- DO THIS -
Extract exactly the range of lines bounded by the line containing "Where can you find the beige" and the final line of the listing, both ends included, and no other lines.

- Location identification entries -
=-=-=-=-=

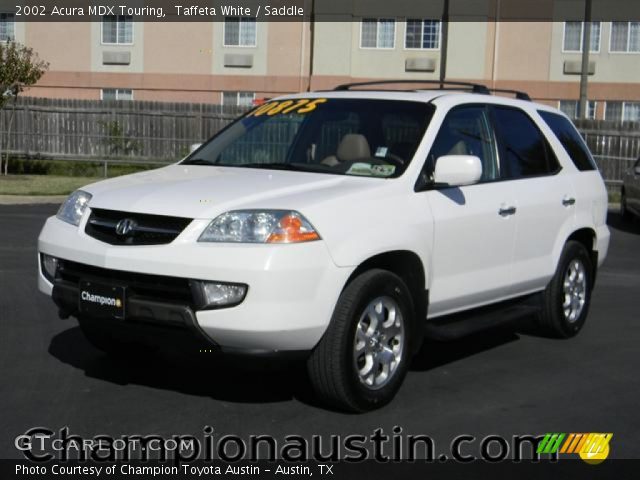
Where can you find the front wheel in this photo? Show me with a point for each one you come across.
(363, 356)
(567, 298)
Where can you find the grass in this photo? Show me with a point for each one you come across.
(42, 184)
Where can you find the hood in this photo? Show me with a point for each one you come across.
(196, 191)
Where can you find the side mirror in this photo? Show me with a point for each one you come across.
(457, 170)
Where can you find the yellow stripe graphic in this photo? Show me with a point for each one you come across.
(585, 438)
(568, 442)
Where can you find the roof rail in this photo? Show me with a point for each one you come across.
(519, 95)
(474, 87)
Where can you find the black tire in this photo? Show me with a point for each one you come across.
(624, 210)
(331, 366)
(553, 318)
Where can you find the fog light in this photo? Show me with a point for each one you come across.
(216, 294)
(49, 267)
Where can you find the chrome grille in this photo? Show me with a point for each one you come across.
(128, 228)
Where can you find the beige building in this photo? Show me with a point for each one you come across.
(239, 59)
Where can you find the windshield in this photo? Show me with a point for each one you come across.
(363, 137)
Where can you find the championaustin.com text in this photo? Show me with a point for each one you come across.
(44, 445)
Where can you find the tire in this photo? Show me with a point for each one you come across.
(567, 298)
(624, 210)
(357, 339)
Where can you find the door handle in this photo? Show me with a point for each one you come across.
(507, 211)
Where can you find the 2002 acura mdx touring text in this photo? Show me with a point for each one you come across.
(345, 226)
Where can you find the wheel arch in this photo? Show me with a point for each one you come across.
(410, 268)
(587, 237)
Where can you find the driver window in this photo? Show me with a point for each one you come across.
(466, 131)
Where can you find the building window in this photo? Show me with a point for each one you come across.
(238, 99)
(240, 32)
(571, 108)
(622, 111)
(117, 94)
(7, 27)
(573, 36)
(117, 29)
(422, 34)
(625, 37)
(378, 33)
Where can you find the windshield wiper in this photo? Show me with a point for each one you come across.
(198, 161)
(296, 167)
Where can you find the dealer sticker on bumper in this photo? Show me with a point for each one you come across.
(99, 300)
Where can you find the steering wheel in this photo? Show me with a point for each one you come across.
(395, 159)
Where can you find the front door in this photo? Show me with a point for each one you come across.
(474, 226)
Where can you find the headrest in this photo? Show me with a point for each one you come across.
(353, 147)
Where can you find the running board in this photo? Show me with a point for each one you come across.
(453, 327)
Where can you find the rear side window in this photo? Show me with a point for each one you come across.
(571, 140)
(525, 151)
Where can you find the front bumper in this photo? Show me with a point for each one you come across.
(292, 288)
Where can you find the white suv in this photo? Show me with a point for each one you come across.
(343, 226)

=-=-=-=-=

- FINISHED TASK -
Where can you find the beige building in this photo? Show me with a point for each one you come across.
(239, 59)
Where can you find the windshield in this photo? Show me with a point for each one you come across.
(363, 137)
Where can you find the championaustin.com text in this photo? Show me with a point for each one you come across.
(44, 445)
Where can you find the tire in this photo? Show me with a point for each one you come across.
(567, 298)
(624, 210)
(357, 339)
Where can you find the door handle in this photo? Show me with a point for each one you come across.
(507, 211)
Where can you find the 2002 acura mdx touring text in this photo? Show me with a point for each one you come across.
(345, 226)
Where can you find the wheel arch in this photo? Show me with a point for each one you come across.
(410, 268)
(587, 237)
Where can you find the driver window in this photo? Show me with a point for each one you come across.
(466, 131)
Where can you find the building window in this photo? Show me with a point for each one you come across.
(238, 99)
(240, 32)
(571, 108)
(622, 111)
(117, 94)
(7, 27)
(573, 36)
(117, 29)
(422, 34)
(625, 37)
(378, 33)
Where can you find the windshield wiper in this photo? Show me with a point for each one you come across.
(198, 161)
(296, 167)
Where can you find the dealer sticker on bumper in this photo? Show me with a point for each one you come across.
(99, 300)
Where can you find the steering wheel in this photo? Show me with a point for each one you come across.
(395, 159)
Where can you find the front door in this photo? Show me with a point for each one you come across.
(474, 226)
Where can you find the headrest in this photo? Show me with a point for each one you come across.
(353, 147)
Where can you find the running board in this photo? Show me with a point for each one you come across.
(453, 327)
Where can you find the rear side window in this photo? Show me with a point for each one you come across.
(571, 140)
(525, 151)
Where can you find the front bumper in this photo? Show me with a point for each one you come across.
(292, 288)
Where can you find the white suv in this photo? Show me with a point for each one you come across.
(343, 226)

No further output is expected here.